[Dataset extracts labeled with boxes]
= = =

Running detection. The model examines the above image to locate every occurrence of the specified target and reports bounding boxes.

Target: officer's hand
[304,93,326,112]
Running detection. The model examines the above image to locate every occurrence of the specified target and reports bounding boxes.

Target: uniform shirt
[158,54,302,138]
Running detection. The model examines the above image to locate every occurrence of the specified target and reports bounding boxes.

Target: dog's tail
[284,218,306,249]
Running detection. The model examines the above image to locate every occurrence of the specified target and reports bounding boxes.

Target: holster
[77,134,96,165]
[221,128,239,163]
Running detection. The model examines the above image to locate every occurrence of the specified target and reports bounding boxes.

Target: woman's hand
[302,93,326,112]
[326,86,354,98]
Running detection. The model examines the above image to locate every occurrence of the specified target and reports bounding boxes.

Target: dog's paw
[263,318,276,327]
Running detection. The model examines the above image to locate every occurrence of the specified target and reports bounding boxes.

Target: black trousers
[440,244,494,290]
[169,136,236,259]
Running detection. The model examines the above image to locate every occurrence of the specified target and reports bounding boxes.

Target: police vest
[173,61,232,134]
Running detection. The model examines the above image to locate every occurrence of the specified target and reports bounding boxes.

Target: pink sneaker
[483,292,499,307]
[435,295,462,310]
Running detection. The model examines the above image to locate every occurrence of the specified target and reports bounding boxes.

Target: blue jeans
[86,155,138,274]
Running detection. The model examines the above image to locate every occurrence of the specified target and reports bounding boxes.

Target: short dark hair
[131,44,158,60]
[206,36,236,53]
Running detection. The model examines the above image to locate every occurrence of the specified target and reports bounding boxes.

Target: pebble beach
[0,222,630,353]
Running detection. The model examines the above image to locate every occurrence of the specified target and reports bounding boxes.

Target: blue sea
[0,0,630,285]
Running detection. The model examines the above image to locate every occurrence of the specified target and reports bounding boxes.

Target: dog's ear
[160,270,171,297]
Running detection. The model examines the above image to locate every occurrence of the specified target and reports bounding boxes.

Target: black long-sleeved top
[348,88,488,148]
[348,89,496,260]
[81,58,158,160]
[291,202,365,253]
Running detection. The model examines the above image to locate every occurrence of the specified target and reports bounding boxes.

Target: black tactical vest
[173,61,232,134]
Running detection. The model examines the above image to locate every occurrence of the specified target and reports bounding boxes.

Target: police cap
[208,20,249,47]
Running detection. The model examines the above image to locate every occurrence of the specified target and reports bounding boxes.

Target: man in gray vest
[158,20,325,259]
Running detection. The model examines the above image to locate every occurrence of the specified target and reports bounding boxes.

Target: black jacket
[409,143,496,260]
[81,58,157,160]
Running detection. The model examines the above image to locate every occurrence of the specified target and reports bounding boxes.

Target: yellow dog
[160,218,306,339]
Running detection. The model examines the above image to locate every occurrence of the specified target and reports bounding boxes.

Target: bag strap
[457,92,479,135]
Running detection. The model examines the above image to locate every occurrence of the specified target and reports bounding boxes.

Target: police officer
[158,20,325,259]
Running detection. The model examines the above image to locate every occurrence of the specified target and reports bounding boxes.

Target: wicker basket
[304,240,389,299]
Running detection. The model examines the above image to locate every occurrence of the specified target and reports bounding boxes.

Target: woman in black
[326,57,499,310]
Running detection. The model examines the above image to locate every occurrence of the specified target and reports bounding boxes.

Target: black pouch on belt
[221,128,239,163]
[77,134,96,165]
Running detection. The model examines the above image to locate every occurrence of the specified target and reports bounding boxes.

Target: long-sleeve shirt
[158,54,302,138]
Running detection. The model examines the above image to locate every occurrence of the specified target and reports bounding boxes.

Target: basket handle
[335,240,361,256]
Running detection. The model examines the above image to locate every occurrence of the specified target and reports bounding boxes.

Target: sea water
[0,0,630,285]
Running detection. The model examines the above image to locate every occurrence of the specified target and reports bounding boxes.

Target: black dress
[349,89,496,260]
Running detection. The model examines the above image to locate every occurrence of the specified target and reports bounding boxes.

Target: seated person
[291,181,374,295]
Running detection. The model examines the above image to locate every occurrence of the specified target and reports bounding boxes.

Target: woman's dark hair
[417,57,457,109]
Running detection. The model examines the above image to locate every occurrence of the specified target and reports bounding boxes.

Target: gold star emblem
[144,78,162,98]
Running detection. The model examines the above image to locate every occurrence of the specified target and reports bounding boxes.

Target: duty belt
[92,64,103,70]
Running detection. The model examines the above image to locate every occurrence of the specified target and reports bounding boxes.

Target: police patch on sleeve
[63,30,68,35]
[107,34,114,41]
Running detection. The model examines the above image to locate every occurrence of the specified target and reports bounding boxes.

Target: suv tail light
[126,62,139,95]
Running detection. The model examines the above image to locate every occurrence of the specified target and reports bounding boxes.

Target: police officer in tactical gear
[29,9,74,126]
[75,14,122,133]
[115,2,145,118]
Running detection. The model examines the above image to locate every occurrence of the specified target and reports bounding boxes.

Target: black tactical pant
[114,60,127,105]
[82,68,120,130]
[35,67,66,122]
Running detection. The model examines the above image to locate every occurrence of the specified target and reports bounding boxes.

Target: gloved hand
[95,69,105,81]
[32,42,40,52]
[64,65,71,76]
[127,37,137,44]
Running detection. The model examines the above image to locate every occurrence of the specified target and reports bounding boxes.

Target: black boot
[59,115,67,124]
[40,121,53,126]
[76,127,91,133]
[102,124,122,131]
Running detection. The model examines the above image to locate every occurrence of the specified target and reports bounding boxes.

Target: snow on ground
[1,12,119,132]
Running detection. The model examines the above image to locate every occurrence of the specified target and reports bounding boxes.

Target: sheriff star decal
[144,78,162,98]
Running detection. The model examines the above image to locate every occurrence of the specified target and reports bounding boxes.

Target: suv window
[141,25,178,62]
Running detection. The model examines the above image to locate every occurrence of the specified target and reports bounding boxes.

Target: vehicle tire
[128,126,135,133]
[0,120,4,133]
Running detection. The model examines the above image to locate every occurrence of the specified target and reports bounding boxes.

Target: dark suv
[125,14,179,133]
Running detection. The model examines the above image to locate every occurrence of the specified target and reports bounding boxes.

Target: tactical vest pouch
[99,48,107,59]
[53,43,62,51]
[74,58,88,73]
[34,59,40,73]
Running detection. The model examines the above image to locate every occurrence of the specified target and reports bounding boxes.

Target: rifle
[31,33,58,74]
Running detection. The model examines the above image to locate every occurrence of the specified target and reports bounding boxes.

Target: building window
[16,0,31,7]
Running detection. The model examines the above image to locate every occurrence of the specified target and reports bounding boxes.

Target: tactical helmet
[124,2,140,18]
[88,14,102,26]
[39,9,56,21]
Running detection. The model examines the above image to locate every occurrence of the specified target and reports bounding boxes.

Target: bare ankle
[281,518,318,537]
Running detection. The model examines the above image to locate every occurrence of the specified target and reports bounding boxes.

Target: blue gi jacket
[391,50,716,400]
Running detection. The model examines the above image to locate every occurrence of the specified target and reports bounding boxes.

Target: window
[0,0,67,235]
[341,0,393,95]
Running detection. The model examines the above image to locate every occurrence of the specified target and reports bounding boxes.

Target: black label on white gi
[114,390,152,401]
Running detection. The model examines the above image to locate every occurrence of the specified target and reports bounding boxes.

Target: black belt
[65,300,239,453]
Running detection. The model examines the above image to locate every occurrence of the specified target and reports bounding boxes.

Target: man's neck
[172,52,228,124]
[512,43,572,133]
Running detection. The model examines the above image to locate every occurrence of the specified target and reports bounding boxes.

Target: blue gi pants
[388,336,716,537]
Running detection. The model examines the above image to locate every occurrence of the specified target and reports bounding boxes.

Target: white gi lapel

= = =

Which lines in the material above contain the string "vest", matching case exactly? List each of those lines in full.

Target: police vest
Target: black tactical vest
Target: man in gray vest
Target: tactical vest pouch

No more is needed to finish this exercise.